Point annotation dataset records
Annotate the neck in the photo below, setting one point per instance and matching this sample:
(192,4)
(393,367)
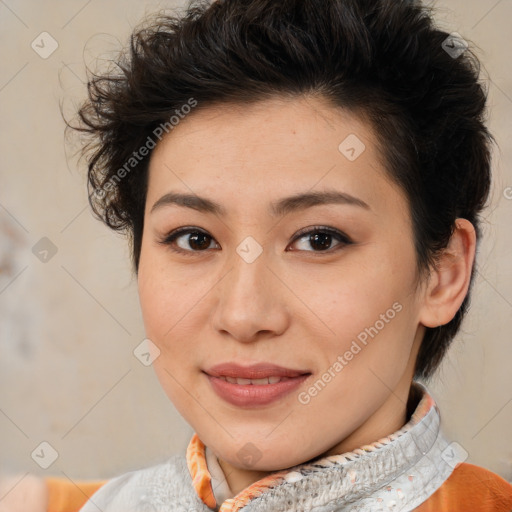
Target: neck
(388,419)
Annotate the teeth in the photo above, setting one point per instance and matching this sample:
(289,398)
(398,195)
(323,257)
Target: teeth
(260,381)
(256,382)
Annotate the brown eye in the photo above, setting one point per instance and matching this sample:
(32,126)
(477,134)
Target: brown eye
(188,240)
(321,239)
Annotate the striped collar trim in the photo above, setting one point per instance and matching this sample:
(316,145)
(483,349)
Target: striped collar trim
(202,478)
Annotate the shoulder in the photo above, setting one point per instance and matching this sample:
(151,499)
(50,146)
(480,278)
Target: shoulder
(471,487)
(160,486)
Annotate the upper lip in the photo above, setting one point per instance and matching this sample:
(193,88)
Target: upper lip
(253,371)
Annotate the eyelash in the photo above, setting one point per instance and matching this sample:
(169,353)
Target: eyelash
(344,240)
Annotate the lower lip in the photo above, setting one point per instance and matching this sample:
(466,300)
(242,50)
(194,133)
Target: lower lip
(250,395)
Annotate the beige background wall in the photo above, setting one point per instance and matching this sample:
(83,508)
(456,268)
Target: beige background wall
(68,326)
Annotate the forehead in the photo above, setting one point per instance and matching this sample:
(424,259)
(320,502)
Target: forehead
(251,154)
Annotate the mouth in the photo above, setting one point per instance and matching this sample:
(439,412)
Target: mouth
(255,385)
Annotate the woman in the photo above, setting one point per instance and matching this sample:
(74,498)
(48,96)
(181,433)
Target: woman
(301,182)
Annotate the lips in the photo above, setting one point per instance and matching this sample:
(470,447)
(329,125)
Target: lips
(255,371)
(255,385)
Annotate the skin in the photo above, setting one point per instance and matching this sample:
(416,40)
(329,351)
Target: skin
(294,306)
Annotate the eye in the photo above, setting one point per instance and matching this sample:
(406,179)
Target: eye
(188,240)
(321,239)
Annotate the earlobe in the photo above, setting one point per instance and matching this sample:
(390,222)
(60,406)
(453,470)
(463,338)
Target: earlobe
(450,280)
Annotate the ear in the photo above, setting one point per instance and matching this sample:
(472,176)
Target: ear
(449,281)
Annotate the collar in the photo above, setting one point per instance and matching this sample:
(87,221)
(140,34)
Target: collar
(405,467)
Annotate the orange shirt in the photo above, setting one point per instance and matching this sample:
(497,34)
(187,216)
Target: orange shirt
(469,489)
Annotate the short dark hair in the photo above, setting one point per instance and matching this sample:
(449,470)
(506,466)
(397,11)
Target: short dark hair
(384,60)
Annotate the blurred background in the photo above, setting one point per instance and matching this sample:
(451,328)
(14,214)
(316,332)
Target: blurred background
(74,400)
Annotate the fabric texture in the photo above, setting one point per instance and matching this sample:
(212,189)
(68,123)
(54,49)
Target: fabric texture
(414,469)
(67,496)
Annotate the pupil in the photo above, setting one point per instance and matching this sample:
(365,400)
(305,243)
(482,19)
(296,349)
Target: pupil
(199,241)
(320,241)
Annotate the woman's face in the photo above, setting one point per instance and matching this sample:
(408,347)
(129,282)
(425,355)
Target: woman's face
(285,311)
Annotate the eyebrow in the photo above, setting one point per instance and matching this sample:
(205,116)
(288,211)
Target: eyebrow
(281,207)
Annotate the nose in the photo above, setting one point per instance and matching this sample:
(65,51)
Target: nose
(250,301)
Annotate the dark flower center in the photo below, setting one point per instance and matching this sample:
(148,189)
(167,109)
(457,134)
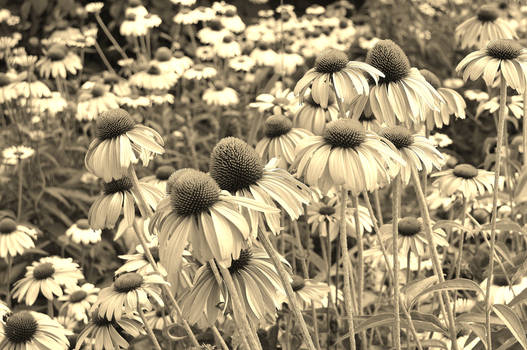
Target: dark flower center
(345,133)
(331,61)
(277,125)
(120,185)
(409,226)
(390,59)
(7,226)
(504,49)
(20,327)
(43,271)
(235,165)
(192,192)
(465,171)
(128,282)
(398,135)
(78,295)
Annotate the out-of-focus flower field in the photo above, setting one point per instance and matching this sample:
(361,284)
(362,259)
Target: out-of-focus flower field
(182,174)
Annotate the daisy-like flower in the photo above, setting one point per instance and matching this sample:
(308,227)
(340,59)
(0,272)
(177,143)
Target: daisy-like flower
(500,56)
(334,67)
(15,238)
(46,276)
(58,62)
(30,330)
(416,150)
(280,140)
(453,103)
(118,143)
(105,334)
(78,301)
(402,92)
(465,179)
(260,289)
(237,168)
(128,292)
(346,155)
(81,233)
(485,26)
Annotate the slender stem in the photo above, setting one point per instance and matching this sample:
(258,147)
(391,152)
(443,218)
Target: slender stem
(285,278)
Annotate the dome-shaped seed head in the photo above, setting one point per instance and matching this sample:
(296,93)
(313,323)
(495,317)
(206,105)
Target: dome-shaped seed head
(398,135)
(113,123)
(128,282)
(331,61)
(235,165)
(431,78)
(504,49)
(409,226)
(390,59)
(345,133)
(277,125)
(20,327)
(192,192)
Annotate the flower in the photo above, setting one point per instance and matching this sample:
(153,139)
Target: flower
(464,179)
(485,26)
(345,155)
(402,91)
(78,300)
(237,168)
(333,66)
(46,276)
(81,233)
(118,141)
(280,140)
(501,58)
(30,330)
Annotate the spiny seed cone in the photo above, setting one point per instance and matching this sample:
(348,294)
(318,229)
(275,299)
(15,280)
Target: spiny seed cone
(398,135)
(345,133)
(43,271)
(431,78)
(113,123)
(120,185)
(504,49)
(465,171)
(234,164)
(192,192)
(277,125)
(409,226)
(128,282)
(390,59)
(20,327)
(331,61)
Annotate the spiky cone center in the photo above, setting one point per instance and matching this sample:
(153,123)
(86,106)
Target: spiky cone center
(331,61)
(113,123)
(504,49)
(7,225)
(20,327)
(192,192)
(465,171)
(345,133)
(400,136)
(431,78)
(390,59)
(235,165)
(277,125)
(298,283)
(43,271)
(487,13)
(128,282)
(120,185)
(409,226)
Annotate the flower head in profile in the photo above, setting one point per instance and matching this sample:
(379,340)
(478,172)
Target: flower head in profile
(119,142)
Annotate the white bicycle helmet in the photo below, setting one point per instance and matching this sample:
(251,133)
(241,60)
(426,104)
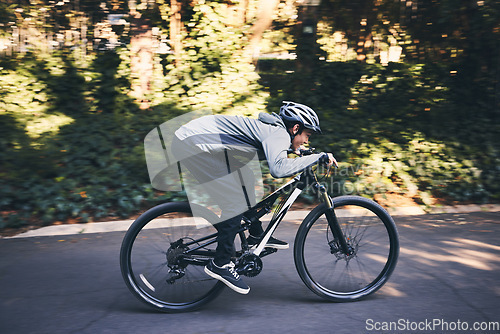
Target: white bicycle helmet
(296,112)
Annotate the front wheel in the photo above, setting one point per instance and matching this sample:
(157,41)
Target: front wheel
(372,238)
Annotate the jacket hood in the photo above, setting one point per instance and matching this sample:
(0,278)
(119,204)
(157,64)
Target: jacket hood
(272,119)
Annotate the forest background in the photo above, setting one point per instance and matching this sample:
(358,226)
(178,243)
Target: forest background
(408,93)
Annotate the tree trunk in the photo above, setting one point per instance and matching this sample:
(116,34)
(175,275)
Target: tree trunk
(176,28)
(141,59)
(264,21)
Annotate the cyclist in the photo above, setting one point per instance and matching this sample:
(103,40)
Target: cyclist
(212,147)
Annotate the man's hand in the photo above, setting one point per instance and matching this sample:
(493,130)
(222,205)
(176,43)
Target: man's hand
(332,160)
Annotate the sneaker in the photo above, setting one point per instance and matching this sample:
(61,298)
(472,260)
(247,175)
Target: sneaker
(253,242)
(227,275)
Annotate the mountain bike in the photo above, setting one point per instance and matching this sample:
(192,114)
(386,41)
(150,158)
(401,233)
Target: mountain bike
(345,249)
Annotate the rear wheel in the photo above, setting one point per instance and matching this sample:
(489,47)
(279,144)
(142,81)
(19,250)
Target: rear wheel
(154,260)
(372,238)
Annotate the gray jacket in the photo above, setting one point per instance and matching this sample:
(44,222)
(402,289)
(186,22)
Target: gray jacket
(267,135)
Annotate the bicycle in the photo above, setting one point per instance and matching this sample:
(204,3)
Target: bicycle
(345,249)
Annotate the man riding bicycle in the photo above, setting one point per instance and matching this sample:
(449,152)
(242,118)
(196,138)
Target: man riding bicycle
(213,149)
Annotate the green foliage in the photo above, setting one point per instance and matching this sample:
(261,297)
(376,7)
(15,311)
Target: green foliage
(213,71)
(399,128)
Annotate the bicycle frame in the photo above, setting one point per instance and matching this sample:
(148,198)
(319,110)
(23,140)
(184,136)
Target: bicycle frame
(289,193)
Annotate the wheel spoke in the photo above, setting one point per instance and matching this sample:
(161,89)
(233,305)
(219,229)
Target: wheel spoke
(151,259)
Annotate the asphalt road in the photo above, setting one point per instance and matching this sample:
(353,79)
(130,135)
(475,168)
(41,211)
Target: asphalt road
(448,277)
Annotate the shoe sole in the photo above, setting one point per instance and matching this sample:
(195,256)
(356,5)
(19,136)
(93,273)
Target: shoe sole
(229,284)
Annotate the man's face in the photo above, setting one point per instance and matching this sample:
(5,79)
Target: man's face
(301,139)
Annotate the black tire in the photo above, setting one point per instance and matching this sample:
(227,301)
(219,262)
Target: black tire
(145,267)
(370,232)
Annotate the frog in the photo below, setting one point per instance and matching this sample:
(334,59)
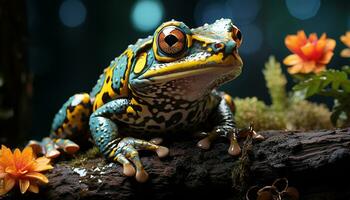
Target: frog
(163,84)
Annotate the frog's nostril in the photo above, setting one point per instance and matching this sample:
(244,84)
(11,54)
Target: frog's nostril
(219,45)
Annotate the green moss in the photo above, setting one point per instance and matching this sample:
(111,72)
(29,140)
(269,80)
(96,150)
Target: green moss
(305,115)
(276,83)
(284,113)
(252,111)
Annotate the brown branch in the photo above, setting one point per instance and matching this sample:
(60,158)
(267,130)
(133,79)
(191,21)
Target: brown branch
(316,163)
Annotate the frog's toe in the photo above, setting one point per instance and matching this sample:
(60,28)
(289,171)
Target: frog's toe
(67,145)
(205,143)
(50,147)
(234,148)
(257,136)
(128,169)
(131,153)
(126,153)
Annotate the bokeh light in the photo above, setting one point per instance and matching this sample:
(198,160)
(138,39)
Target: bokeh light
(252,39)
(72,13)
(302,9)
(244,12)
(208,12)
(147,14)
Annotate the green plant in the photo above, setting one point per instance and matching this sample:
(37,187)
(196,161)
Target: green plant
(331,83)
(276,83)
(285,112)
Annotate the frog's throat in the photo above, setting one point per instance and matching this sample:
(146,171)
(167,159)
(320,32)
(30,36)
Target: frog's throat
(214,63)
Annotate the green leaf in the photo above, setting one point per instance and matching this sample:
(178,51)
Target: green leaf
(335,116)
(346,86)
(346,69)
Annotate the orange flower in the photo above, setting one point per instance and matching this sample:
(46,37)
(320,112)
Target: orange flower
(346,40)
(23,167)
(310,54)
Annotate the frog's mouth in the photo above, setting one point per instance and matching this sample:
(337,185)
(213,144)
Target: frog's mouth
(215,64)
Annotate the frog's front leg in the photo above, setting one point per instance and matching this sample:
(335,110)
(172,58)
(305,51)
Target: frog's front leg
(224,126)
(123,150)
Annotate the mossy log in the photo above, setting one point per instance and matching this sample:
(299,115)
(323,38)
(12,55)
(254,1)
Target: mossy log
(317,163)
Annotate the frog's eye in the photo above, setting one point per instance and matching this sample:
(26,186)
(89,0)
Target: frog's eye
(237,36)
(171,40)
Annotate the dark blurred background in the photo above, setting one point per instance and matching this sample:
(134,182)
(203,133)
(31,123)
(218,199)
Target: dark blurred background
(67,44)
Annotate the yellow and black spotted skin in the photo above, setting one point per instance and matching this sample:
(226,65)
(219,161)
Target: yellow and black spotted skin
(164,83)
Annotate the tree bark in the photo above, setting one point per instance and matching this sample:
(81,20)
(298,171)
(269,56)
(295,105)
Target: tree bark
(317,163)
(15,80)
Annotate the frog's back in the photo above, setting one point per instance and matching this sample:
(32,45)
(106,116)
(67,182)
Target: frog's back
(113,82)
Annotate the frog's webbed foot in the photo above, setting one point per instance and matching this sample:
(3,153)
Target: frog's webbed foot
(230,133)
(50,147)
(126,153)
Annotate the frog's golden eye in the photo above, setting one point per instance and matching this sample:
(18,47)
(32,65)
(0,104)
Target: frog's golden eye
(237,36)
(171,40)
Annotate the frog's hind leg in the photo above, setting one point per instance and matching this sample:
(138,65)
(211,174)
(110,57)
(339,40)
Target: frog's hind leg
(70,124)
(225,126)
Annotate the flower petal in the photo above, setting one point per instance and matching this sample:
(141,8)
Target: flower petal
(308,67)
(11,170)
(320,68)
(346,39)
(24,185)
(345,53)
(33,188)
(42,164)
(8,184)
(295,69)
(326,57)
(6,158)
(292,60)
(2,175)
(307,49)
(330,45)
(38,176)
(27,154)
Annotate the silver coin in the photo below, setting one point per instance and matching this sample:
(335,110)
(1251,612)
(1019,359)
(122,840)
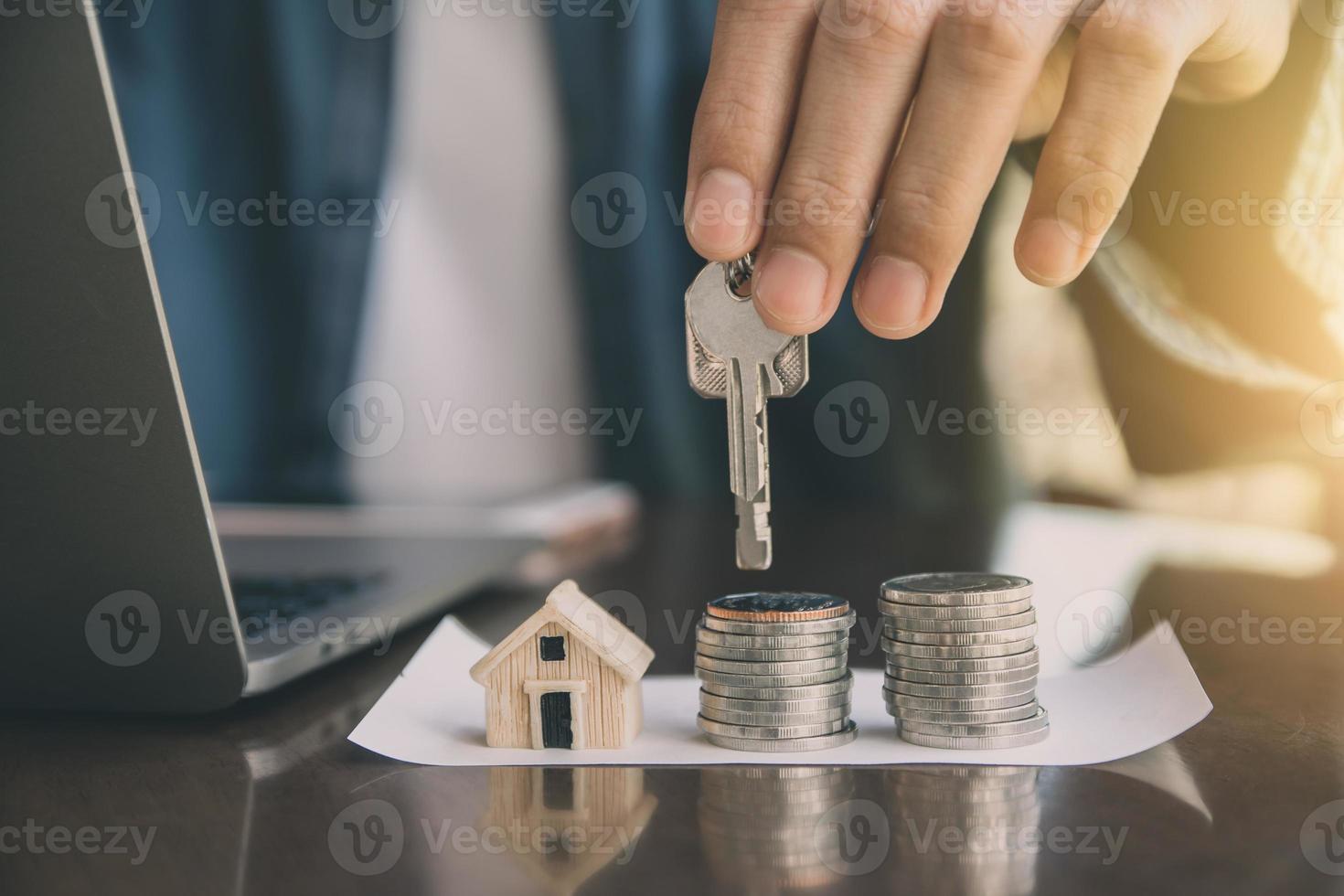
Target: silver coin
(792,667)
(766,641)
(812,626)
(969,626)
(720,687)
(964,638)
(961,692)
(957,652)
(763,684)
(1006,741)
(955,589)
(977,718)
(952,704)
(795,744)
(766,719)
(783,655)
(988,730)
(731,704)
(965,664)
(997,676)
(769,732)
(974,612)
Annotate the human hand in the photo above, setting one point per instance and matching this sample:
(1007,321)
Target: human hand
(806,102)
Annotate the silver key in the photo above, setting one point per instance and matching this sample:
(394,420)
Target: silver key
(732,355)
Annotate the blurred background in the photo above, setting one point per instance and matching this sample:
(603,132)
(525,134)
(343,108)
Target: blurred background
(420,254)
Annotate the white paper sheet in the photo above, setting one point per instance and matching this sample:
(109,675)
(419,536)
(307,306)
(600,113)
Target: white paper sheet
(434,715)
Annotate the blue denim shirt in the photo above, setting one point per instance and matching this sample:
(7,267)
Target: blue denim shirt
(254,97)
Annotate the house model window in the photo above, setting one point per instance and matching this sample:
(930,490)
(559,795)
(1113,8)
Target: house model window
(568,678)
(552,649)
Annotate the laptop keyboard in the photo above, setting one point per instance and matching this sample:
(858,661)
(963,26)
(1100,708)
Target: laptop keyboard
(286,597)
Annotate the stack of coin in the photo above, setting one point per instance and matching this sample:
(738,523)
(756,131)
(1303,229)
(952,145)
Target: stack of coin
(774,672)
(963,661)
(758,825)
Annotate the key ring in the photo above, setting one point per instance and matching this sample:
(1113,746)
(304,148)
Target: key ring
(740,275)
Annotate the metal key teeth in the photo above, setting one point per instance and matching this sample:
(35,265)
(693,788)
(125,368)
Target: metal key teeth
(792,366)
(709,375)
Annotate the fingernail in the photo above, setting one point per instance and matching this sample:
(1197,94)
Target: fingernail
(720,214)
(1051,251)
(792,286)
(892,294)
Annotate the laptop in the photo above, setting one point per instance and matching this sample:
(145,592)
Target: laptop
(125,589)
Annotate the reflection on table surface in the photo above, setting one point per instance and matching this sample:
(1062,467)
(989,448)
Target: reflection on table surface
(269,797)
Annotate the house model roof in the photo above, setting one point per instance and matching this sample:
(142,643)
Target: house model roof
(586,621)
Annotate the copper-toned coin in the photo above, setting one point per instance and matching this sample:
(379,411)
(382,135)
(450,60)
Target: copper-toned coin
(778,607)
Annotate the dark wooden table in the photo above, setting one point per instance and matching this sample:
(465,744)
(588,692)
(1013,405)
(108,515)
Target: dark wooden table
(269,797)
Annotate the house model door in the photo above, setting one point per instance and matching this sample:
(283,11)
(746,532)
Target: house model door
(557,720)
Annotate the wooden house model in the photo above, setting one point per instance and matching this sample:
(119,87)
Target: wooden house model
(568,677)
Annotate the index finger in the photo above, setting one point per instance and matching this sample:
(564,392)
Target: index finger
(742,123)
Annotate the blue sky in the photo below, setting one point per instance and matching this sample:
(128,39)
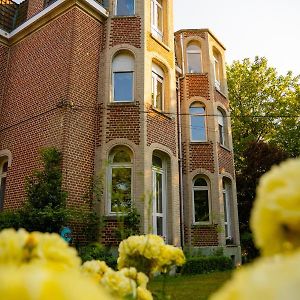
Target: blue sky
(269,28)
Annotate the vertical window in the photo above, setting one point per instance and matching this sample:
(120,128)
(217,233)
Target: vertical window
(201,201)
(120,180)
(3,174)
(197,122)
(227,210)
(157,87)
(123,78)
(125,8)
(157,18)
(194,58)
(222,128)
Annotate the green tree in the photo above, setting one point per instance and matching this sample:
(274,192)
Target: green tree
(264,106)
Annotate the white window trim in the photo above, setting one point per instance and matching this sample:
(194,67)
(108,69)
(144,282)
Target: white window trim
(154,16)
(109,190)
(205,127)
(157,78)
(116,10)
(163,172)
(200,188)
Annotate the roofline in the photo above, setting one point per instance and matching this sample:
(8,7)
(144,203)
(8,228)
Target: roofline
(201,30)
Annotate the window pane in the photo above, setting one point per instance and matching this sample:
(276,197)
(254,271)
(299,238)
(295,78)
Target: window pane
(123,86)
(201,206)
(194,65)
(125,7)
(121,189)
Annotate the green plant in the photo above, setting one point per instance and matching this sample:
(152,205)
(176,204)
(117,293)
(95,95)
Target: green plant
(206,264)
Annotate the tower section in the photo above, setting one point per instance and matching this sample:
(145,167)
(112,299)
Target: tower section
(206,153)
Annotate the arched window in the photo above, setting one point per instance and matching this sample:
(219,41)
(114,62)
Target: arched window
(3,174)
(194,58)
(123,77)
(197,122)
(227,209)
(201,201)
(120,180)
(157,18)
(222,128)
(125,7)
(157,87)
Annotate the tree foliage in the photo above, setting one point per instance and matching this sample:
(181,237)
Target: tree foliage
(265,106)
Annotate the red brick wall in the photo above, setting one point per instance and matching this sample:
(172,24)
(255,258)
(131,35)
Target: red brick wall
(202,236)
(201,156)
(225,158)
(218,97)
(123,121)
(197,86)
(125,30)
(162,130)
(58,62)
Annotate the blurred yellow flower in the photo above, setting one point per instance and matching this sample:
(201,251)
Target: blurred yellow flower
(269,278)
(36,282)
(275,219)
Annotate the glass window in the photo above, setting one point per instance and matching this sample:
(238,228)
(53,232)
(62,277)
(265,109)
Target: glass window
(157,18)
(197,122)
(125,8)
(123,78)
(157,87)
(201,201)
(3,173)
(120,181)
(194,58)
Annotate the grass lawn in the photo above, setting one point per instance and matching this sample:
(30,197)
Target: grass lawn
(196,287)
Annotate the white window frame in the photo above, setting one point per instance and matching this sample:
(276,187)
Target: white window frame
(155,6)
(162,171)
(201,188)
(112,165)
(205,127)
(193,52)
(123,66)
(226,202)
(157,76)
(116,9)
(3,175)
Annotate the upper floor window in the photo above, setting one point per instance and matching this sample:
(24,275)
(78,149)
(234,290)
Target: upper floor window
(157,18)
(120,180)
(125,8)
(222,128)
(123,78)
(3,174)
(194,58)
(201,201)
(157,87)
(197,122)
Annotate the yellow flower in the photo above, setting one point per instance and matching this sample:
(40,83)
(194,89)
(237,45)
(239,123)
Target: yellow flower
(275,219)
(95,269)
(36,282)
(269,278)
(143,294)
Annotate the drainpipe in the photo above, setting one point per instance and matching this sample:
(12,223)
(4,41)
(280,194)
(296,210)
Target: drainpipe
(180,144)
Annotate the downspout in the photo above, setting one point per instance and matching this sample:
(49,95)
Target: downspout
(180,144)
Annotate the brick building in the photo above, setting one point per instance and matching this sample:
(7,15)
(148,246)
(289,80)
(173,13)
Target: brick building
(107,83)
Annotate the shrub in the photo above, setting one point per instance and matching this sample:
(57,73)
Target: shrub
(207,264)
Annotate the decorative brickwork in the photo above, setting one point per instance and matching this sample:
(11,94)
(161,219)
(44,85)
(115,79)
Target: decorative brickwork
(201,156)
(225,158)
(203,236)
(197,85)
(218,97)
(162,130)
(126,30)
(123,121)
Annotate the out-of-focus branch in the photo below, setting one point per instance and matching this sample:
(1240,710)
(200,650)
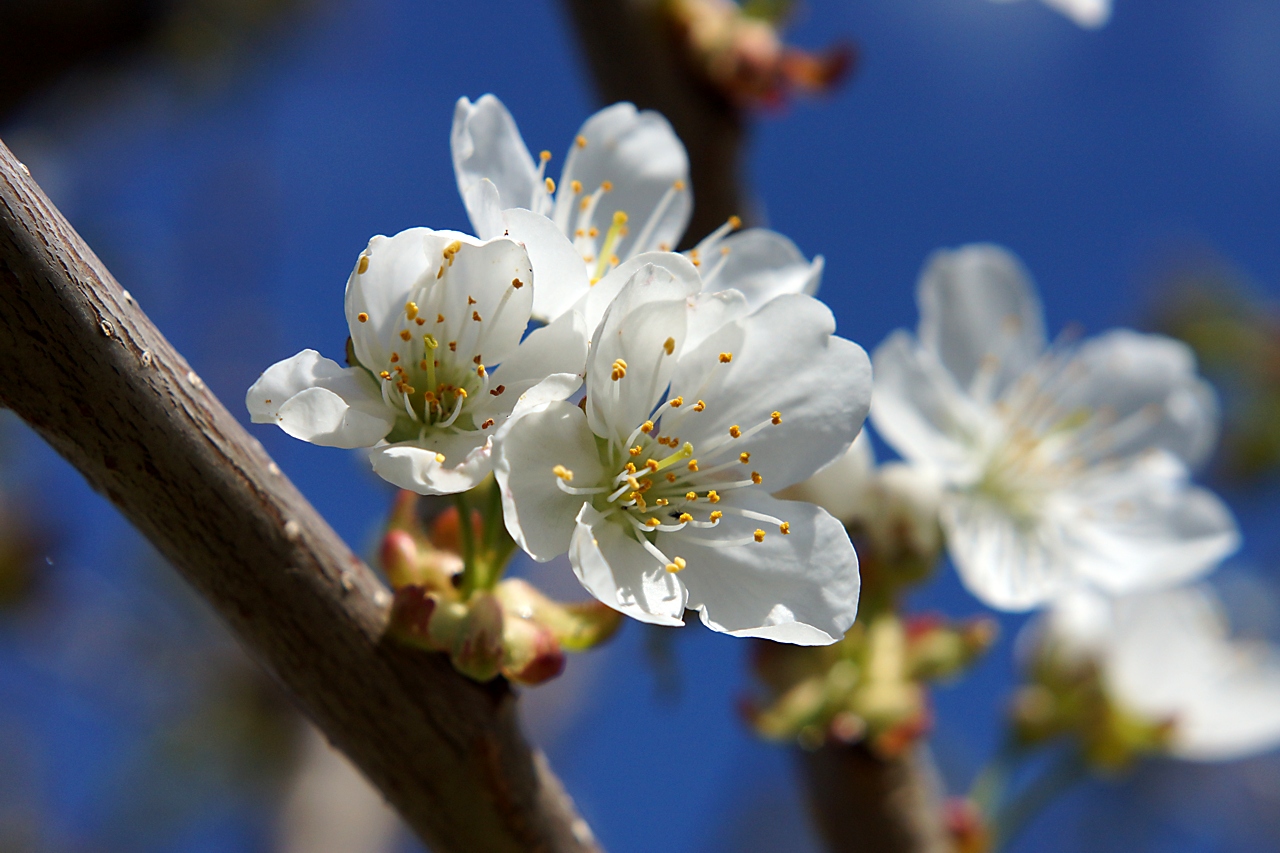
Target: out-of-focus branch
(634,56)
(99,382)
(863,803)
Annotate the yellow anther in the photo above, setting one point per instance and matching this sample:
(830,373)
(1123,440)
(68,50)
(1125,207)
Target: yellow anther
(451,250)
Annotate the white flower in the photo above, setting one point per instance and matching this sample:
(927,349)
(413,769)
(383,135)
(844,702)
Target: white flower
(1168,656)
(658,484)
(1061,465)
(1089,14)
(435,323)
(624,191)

(Exercise objective) Take the line that contains "Annotate the yellow flower" and all lines after it to the end of the material above, and copy them verbatim without any images.

(Output)
Annotate the yellow flower in the photo above, setting one point per instance and matching this sample:
(40,83)
(194,89)
(237,45)
(239,123)
Target: yellow flower
(275,219)
(95,269)
(36,282)
(269,278)
(143,294)
Annotate the drainpipe in the photo above, setting one point per instance and matching this sample:
(12,223)
(4,41)
(280,194)
(296,210)
Target: drainpipe
(180,144)
Annotate the downspout in the photo above, setting one point per instance and matching this sample:
(49,95)
Target: downspout
(180,144)
Annotate the brick building in the photo above, setting one point per instance and matching this sample:
(7,15)
(148,246)
(289,80)
(173,13)
Target: brick building
(107,83)
Annotate the shrub in the photo above, setting one point per instance and matching this sample:
(57,73)
Target: shrub
(207,264)
Annotate the decorative brickwork in the photo above, setting one point per instance and matching this sample:
(11,94)
(161,219)
(44,85)
(115,79)
Target: decorative brickwork
(201,156)
(225,158)
(203,236)
(197,85)
(218,97)
(162,130)
(126,30)
(123,121)
Annotate the out-of-focus branch in the photo below, setting one point per instance and matching this sample:
(1240,710)
(200,650)
Target: out-of-focus branch
(634,56)
(99,382)
(863,803)
Annotate the yellow anther in the photo above, setting one point per instance and matching this sample:
(830,373)
(1123,440)
(68,50)
(1125,207)
Target: yellow anther
(451,250)
Annotate the white flower in the photo above, setting one point per instance and matching this sample:
(927,349)
(413,769)
(383,135)
(844,702)
Target: white flower
(1168,656)
(658,484)
(1061,465)
(1089,14)
(435,323)
(624,191)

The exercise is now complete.